Given instruction
Extract every line of the entries below that contains the string "blue", matching its case exactly.

— start of Record excerpts —

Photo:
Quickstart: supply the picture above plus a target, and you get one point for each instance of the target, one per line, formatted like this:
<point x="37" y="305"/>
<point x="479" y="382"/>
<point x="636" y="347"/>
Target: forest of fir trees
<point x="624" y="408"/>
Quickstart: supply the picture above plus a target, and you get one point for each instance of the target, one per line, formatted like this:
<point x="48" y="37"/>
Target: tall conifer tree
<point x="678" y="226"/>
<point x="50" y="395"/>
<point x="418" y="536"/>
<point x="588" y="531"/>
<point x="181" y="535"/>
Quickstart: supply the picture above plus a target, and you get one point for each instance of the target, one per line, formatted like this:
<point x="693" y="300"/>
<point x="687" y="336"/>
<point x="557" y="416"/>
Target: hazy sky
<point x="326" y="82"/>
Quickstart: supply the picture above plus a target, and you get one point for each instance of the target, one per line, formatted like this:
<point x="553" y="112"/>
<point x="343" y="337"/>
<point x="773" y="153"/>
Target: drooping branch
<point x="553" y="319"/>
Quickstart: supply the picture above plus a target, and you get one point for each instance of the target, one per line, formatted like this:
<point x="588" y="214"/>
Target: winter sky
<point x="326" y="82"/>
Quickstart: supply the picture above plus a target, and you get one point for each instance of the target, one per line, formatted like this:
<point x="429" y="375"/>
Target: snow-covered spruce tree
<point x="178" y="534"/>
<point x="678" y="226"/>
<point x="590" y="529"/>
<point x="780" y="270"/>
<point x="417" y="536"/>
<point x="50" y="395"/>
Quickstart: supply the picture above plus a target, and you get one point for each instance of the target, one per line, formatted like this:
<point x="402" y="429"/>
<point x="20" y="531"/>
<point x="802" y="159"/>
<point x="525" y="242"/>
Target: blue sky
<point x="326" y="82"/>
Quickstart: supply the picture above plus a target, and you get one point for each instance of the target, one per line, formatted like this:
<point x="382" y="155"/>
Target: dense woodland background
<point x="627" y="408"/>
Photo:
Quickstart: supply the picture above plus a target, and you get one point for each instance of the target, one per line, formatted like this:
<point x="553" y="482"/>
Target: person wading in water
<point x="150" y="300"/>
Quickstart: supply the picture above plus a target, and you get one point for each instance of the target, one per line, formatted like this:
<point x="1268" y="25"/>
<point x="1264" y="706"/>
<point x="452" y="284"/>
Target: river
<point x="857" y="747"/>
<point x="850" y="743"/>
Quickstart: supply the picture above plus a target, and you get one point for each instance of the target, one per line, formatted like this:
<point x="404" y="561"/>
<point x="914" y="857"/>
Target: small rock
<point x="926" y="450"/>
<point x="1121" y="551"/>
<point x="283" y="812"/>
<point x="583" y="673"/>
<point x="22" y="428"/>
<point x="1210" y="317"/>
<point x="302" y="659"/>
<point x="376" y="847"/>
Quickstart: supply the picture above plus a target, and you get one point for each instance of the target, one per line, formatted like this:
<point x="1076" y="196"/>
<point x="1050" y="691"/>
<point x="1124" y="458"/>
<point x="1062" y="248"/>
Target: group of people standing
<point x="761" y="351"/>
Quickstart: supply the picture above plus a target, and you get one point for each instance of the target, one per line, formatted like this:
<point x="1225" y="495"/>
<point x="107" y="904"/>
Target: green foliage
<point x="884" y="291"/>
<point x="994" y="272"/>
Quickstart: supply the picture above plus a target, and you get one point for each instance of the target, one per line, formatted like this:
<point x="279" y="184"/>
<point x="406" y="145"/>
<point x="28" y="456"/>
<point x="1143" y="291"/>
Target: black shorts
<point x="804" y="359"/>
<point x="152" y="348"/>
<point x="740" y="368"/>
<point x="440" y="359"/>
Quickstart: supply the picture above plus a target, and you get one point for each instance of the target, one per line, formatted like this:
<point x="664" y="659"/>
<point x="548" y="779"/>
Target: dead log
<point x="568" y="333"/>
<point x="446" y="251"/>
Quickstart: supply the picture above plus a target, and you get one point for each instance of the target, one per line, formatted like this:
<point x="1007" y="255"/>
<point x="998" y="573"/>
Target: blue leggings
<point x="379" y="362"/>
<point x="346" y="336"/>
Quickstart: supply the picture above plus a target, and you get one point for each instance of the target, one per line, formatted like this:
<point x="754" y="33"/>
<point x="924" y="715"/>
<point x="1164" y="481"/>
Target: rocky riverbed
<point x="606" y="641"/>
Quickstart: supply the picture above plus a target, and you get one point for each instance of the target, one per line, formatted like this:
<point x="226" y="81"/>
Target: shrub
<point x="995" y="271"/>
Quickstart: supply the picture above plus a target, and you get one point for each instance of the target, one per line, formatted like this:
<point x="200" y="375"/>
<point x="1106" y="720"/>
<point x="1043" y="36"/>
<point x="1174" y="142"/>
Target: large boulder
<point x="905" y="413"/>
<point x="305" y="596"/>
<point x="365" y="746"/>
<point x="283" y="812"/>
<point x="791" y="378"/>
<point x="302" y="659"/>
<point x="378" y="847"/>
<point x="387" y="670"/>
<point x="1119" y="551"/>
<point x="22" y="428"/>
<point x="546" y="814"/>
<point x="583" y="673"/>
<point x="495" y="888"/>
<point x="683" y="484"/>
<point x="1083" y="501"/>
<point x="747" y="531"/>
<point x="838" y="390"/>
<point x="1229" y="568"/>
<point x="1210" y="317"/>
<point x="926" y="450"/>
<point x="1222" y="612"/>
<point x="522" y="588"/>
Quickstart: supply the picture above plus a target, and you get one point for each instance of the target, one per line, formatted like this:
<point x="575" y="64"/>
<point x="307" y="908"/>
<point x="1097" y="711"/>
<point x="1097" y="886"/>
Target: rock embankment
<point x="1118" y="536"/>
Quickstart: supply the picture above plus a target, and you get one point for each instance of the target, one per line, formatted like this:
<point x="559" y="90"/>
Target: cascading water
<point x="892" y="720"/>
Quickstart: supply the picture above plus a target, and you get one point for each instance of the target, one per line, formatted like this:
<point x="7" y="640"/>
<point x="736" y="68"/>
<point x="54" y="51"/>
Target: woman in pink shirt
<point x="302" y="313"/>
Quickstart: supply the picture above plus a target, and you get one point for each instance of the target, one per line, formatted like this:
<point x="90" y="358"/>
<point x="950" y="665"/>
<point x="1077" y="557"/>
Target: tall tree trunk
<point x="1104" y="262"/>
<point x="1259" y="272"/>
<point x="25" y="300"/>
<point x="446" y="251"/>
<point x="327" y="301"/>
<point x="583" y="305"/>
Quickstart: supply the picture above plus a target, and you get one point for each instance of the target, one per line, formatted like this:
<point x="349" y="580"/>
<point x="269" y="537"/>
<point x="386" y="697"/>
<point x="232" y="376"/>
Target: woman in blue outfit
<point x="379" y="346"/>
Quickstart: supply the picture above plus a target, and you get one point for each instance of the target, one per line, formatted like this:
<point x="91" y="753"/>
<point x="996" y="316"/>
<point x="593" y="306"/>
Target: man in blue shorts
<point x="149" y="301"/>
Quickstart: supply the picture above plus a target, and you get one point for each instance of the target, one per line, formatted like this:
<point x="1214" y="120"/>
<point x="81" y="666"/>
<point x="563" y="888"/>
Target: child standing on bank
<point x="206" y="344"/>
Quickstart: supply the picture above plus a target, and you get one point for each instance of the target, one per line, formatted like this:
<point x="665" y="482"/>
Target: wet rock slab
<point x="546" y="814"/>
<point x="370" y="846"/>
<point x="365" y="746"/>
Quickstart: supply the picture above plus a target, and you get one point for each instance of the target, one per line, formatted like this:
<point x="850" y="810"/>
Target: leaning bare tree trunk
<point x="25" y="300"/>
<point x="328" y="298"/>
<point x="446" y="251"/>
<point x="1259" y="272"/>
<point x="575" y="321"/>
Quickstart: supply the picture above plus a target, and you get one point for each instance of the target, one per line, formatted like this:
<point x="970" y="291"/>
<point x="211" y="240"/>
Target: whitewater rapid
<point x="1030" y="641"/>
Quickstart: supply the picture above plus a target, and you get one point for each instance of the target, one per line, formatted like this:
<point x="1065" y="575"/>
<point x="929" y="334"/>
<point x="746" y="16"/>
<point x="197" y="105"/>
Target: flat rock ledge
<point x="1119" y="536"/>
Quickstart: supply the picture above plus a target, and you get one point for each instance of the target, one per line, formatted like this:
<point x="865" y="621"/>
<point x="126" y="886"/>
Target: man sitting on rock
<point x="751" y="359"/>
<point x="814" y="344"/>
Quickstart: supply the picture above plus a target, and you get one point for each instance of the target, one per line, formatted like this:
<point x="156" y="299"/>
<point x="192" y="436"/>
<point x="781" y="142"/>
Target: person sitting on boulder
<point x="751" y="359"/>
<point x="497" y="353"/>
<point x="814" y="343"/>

— end of Record excerpts —

Task solution
Target: blue sky
Target: blue leggings
Target: woman in blue outfit
Target: man in blue shorts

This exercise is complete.